#### Recorded data
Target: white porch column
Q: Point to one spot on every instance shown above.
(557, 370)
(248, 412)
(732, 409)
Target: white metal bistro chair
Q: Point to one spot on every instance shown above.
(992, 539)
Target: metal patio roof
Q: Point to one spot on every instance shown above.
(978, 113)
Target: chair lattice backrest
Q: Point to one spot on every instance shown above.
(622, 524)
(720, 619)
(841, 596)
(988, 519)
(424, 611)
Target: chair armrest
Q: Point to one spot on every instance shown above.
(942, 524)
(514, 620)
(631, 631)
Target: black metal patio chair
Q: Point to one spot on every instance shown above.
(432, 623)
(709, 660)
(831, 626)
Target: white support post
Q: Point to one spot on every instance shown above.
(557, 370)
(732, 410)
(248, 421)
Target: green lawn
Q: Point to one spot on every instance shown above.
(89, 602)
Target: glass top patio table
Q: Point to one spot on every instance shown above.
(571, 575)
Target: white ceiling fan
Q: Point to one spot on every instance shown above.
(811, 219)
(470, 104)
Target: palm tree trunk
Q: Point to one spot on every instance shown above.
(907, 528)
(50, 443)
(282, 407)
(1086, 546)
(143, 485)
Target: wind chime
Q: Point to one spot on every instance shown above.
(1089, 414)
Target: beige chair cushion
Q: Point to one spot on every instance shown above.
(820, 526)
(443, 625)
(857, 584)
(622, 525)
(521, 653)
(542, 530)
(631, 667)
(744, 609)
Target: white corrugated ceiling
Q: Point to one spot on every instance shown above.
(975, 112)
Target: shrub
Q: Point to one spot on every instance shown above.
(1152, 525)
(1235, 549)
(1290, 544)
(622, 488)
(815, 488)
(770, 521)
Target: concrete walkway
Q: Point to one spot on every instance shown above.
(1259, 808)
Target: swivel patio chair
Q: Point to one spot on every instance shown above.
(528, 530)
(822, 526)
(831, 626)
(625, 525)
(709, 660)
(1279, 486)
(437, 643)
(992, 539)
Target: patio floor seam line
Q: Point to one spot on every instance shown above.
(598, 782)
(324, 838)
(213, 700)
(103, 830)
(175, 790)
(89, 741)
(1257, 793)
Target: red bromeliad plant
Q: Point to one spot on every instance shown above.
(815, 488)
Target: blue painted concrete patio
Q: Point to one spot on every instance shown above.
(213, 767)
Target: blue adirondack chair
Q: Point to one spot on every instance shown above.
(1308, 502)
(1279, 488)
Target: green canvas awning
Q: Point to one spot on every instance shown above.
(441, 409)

#### GOAL OF THE EXERCISE
Reproduce all of the data exactly as given.

#### TASK ANSWER
Target: white porch column
Q: Point to one spot on every instance shown above.
(557, 370)
(248, 412)
(732, 409)
Target: white metal bistro chair
Q: Point to one spot on every instance shown above.
(992, 539)
Target: metal patio roof
Q: Point to one spot on every instance shown above.
(978, 113)
Target: chair lattice backrest
Q: Point to one spot on every instance shown above.
(622, 524)
(720, 619)
(841, 596)
(988, 519)
(424, 611)
Target: chair armrest
Q: Point to one spot on every instance shown above.
(942, 524)
(514, 620)
(631, 631)
Target: black metal patio chair
Q: Point to one spot on every instance shown above.
(432, 623)
(709, 660)
(831, 626)
Target: white support post
Q: Point to one spot on every instance shown above.
(557, 370)
(732, 410)
(248, 421)
Target: green lawn
Q: Point to one spot on every instance shown above.
(89, 602)
Target: glass top patio table
Q: Point to one spot on every instance shown above.
(571, 575)
Target: white ceiling fan
Q: Point to one spot on every instance shown above.
(811, 219)
(470, 104)
Target: palm tree trunk
Q: Point to one spot on every instance shown above.
(907, 528)
(50, 443)
(282, 407)
(1086, 546)
(143, 485)
Target: wind chime
Q: Point to one spot on every instance shown above.
(1089, 414)
Target: beige chair cushion
Q: Point to one spot on every instance shown above.
(820, 526)
(443, 625)
(857, 584)
(622, 525)
(521, 653)
(542, 530)
(631, 667)
(744, 609)
Target: white corrugated ceiling
Q: Point to one spot on every instance shown above.
(975, 112)
Target: shrub
Q: Point to one spot on every instance shown above.
(1152, 525)
(1235, 549)
(1290, 544)
(622, 488)
(815, 488)
(770, 521)
Target: concrete walkway
Q: Point to one spot on every instance shown above.
(1259, 808)
Target: swivel patio chair
Q: Point to one spot on every instance shown above.
(528, 530)
(822, 526)
(831, 626)
(625, 525)
(709, 660)
(1279, 486)
(437, 643)
(992, 539)
Target: patio floor seam line
Q: Point to one spot on every instance shown above.
(598, 782)
(324, 838)
(213, 700)
(103, 830)
(175, 790)
(89, 741)
(1257, 793)
Target: red bromeliad plant
Q: Point to one spot on every instance shown above.
(815, 488)
Target: blue painted concrete patio
Q: Point to one spot on every instance shown above.
(213, 767)
Target: blue adirondack chair
Q: Point to one spot on every instance shown above.
(1308, 502)
(1279, 488)
Target: green canvas awning
Q: Point to one spot on every instance shown above.
(441, 409)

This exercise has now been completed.